**** INPUT DATA

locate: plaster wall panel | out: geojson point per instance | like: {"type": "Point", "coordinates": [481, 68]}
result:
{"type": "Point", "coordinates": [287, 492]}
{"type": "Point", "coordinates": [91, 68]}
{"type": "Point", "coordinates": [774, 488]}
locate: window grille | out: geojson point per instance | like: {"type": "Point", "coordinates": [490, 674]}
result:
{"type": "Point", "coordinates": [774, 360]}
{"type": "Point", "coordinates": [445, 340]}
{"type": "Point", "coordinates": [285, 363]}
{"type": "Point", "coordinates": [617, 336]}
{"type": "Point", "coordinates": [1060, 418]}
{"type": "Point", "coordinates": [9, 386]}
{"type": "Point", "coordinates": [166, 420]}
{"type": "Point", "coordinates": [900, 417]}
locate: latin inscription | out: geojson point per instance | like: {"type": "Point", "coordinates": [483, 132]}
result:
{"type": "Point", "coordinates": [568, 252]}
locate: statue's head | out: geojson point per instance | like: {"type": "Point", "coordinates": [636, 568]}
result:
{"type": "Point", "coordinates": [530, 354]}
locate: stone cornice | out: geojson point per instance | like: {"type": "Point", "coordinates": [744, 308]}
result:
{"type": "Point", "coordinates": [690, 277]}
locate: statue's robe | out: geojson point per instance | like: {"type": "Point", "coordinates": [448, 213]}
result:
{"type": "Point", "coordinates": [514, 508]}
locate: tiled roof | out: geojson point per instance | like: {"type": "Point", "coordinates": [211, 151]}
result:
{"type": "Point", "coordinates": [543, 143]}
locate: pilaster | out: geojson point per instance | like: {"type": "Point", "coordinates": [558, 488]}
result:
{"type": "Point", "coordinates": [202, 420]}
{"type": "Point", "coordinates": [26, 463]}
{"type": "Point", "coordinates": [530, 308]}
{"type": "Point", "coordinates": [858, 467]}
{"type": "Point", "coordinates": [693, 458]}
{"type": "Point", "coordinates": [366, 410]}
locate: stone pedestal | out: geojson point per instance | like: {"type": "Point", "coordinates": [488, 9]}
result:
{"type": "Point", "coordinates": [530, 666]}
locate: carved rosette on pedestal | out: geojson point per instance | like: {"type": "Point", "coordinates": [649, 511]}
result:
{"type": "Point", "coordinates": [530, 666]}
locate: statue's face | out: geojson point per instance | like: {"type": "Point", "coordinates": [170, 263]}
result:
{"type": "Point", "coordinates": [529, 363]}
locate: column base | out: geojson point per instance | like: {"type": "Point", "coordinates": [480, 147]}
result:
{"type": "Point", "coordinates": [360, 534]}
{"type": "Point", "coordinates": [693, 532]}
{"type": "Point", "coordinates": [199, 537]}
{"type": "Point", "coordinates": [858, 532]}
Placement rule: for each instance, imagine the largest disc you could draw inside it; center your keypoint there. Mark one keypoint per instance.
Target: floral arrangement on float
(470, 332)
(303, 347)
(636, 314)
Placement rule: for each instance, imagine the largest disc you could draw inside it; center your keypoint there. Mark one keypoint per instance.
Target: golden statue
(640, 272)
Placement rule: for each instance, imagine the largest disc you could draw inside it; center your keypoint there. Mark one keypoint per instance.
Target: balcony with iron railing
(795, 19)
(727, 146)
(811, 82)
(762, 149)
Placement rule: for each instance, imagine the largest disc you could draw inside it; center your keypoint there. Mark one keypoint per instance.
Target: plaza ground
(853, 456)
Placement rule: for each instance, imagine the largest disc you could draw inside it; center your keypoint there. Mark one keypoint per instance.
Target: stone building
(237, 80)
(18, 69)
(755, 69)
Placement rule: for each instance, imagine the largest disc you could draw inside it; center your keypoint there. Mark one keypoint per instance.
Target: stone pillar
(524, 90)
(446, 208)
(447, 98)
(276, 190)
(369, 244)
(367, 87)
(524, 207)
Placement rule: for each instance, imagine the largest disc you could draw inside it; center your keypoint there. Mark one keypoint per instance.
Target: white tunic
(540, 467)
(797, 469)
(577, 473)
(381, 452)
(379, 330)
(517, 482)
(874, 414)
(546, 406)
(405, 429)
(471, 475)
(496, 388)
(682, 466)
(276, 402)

********

YOUR TASK
Where does the string "pedestal" occur in the listing above? Return every line that contains it.

ANSWER AREA
locate: stone pedestal | out: geojson point per instance | like: {"type": "Point", "coordinates": [488, 9]}
locate: carved rosette on pedestal | out: geojson point per instance | like: {"type": "Point", "coordinates": [649, 511]}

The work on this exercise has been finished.